[Task to carry out]:
Exactly reproduce the entries, dropping any pictures from your copy.

[Material provided]:
────────
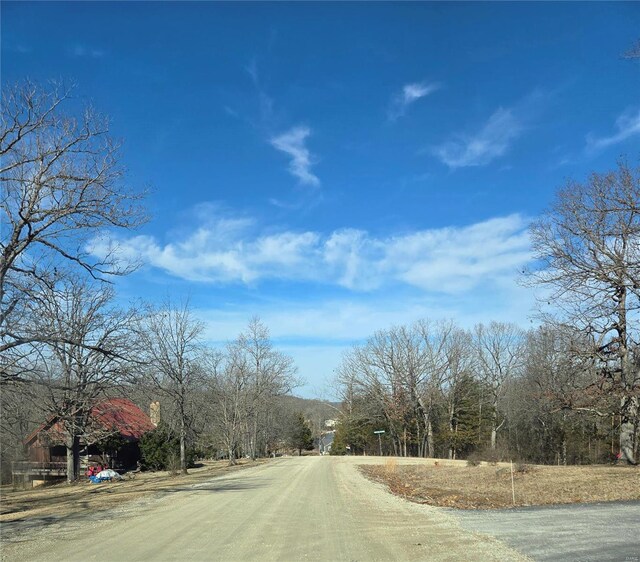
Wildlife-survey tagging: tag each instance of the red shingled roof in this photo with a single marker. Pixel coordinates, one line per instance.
(124, 415)
(119, 413)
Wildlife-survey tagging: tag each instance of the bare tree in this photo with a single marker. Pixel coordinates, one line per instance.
(61, 184)
(498, 350)
(170, 344)
(587, 248)
(72, 372)
(270, 374)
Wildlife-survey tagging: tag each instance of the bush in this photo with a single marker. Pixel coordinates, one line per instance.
(522, 467)
(160, 448)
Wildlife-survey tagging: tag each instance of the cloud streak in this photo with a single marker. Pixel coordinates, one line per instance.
(293, 143)
(627, 125)
(409, 95)
(229, 251)
(490, 142)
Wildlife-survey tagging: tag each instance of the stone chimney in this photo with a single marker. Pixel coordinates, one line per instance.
(154, 413)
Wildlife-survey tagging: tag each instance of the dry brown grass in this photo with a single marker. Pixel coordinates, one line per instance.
(487, 487)
(63, 499)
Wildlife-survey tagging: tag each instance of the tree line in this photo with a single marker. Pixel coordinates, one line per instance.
(65, 342)
(565, 391)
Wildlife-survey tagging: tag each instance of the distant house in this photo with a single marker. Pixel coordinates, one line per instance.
(117, 419)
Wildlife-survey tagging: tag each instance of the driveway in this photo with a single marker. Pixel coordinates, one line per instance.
(579, 532)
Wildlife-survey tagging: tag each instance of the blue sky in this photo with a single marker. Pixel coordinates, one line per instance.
(340, 168)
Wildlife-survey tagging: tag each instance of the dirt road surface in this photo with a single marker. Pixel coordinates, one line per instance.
(309, 508)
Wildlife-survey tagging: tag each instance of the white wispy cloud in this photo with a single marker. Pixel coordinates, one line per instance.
(84, 51)
(293, 143)
(490, 142)
(627, 125)
(410, 93)
(445, 260)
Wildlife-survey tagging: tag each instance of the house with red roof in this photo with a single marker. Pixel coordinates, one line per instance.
(117, 422)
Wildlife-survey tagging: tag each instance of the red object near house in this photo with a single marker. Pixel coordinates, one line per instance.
(114, 416)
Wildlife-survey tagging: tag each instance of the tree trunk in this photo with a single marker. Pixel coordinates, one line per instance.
(494, 426)
(183, 451)
(430, 444)
(629, 412)
(73, 450)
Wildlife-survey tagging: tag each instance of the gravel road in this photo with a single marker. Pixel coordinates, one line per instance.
(309, 508)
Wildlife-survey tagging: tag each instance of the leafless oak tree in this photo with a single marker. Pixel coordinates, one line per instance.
(70, 374)
(498, 350)
(61, 184)
(169, 339)
(587, 248)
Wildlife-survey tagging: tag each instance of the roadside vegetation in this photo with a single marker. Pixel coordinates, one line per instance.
(566, 391)
(67, 341)
(490, 487)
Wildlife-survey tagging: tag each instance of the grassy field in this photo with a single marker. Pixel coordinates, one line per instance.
(62, 499)
(487, 487)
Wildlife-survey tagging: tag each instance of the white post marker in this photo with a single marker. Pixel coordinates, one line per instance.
(513, 488)
(379, 432)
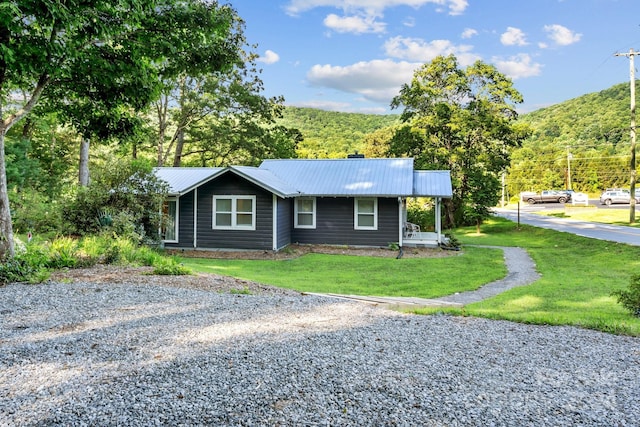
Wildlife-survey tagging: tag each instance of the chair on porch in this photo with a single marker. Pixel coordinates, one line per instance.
(411, 230)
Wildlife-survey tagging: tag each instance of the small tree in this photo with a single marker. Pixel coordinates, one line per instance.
(462, 120)
(630, 299)
(124, 195)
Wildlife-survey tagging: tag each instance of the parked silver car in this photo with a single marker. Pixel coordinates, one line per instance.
(616, 196)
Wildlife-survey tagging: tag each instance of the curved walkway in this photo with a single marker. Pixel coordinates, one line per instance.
(520, 271)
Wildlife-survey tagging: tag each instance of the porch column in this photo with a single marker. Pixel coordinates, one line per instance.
(195, 218)
(400, 221)
(438, 220)
(274, 220)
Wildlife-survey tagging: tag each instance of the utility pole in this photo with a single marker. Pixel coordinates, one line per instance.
(569, 157)
(632, 183)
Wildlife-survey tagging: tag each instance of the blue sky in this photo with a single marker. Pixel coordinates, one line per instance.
(354, 55)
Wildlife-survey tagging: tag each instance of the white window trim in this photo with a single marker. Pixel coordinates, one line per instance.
(356, 213)
(234, 213)
(177, 222)
(313, 213)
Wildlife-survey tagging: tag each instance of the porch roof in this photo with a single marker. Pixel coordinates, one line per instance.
(432, 184)
(323, 178)
(182, 180)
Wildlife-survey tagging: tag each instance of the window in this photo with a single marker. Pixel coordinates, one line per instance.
(234, 212)
(366, 214)
(169, 228)
(305, 212)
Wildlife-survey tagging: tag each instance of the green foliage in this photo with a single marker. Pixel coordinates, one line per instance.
(123, 198)
(630, 298)
(461, 120)
(63, 253)
(36, 212)
(170, 267)
(421, 212)
(593, 129)
(329, 134)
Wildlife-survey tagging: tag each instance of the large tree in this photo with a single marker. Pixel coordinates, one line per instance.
(462, 120)
(100, 59)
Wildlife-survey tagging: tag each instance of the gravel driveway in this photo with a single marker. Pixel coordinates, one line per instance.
(125, 354)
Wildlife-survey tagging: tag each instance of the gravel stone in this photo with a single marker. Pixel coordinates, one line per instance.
(87, 354)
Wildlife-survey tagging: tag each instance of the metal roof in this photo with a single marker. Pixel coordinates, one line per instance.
(183, 180)
(346, 177)
(267, 180)
(322, 177)
(432, 184)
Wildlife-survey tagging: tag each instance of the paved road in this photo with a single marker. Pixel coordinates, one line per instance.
(614, 233)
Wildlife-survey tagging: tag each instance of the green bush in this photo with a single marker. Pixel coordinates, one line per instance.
(170, 267)
(123, 198)
(35, 212)
(630, 299)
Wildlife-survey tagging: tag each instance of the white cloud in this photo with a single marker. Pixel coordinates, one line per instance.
────────
[Written solution]:
Wildlife-survey tagging: tag each instance of the red shingled roof in this photo with a single marker. Pixel coordinates, one line per instance.
(124, 415)
(119, 413)
Wildlife-survey tagging: tag each instance of the bare tree in this photo with a single marker. Pixel coordinates, one line per instance.
(61, 184)
(498, 350)
(170, 344)
(587, 248)
(72, 372)
(270, 374)
Wildlife-survey tagging: tag each instance of the bush in this photo with a single marker. Pixel coordinates, one line per instance.
(522, 467)
(160, 448)
Wildlife-survey tagging: tag each instance of the cloud streak in this photo with a single marker. Pixel coordinates, one line per instance.
(293, 143)
(627, 125)
(409, 95)
(229, 251)
(490, 142)
Wildlife-survey tagging: tag each instance of the stone chimney in this photo with a single marker. Pixel coordinates, one line per instance.
(154, 413)
Wildlife-survey tagging: tag each instance of the dry brown grass in this photo with a single marker. Pixel coordinates, one line per instance.
(487, 487)
(63, 499)
Wildlife-survey tagging: tag each instance of the tree line in this photo with a single marker. Pixel coordinates, one line per instance.
(65, 342)
(565, 391)
Wildlife-survey tagging: tag each instance of the distant house in this photo with a single marker. Pixel coordinates, one line per instance.
(117, 419)
Wildlife-survey tagging: tag each instance of the driveway in this photo with a single marker. Pixel coordinates, one line per instance.
(579, 532)
Wildlife-survey tagging: tag each instance of the blue sky in this photo with a single marker. Pixel coordinates, one line per instance.
(340, 168)
Wildlife-survey tagging: tag each instance of the dirt road surface in this photo with a single marker. Pixel coordinates, one line per instance.
(309, 508)
Wildlife-survey tagging: tag each instance of the white wispy cloud in this photo with a single marker. Pixel coordinates, one line per instance.
(84, 51)
(293, 143)
(490, 142)
(627, 125)
(410, 93)
(445, 260)
Wildlife-survey tagging: tag each instance of the house with red roof in this photo with a single marker. Pixel coordinates, one line per instance.
(117, 422)
Wildlife-survey tagging: tag each instance of the red object near house in this photo with a single marker. Pixel coordinates, one line per instance.
(114, 416)
Wildlife-survey tagging: tag each instance of the tree trunk in this photo with a single marker. Pixel coordinates, one line per instance.
(494, 426)
(183, 451)
(430, 444)
(629, 412)
(73, 450)
Wildlife-survey tagging: tag each instance of the gravel road in this photo with a single marker. Pixel coordinates, one line per instance.
(309, 508)
Wildlife-survey tagging: tag each instance of the leafless oak tree in this photo with a single marker. Pixel coordinates, one line per instance.
(70, 374)
(498, 350)
(61, 184)
(169, 339)
(587, 248)
Wildlife-survey tagging: tag each instance of the roadside vegetation in this photo with a single marker. Pixel coordinates, one line per instance.
(566, 391)
(67, 341)
(490, 487)
Wildlife-survey tagging: tag each instance of the grassy field in this photo with a single marker. Pixel coordinates, one line per instance.
(62, 499)
(487, 487)
Wildlife-survey tagging: tag each instance of the white post marker in this photo with a single marker. Pixel coordinates, one line per instance.
(513, 488)
(379, 432)
Wildlife-survey tagging: tag each instance of the chair on porch in this photo with a single marker. Pixel coordinates, one line per instance.
(411, 230)
Wildlife-survey tagging: tag each instance of the small tree in this photo with a single marker. Pixel coordinates, one line per instance.
(462, 120)
(630, 299)
(124, 195)
Wildlife-survey tagging: tag each instance of the parked silver car in this photo with a single marker. Pixel coordinates, one line per instance.
(616, 196)
Wildlife-survey tagging: tag each instance of the curved walkway in this photo with a single marker. Pixel coordinates, one line per instance.
(520, 271)
Wildlife-survey tagging: tag each instance of the porch column in this photo with a single marker. Pixel coordinates, one line per instance.
(195, 218)
(400, 221)
(438, 220)
(274, 220)
Wildlife-survey tagging: tag each instance of the utility pole in this photo with a single marker. Pixel coordinates, one line per instance.
(569, 157)
(632, 183)
Wildlife-survey tagging: tag each instance of the blue sky in this photo with a single marker. Pixel coordinates, one line per instance.
(354, 55)
Wildlife-survey tagging: tag each instance of the white window trim in this photo with a single marker. Pixel coordinates, one line per instance.
(356, 213)
(234, 213)
(177, 222)
(313, 213)
Wildlife-survey tagging: tag each instance of the porch roof in this photo with a single marker. Pixel coordinates, one line per instance.
(432, 184)
(323, 178)
(182, 180)
Wildlife-survey tagging: tag each instance of the window in this photo with a single marker. Pixel coordinates, one line per instance.
(234, 212)
(366, 214)
(169, 228)
(305, 212)
Wildlife-survey tagging: tag each instance of the green foliage in this photo with a single marker. Pixel coordinates, one line per instance.
(123, 198)
(630, 298)
(461, 120)
(63, 253)
(36, 212)
(170, 267)
(421, 212)
(593, 129)
(329, 134)
Wildlife-survey tagging: tag each instance of the large tree in this photo with a single marker. Pixel coordinates, one line per instance.
(462, 120)
(100, 59)
Wildlife-survey tagging: tag each instance of the gravel driveway in this photo with a single marker. Pixel coordinates, one line per instance.
(125, 354)
Wildlife-survey tagging: tag each instance of the gravel stone in this photo with a single marker. Pixel coordinates, one line per instance.
(87, 354)
Wildlife-survey tagging: tag each instance of the metal roof in this photo with a single marker. Pixel coordinates, one line per instance.
(183, 180)
(346, 177)
(267, 180)
(322, 177)
(432, 184)
Wildlife-survey tagging: tag each instance of the paved road in this photo with a single marker. Pixel coordinates, one line per instance.
(614, 233)
Wildlife-survey tagging: tag each instance of the green bush in this photo with a single marker. Pixel coordinates, one line per instance.
(170, 267)
(123, 198)
(35, 212)
(630, 299)
Wildlife-survey tagging: tag each instance of the white cloud in this photo with a single marker. Pixel coordinates, one line per instance.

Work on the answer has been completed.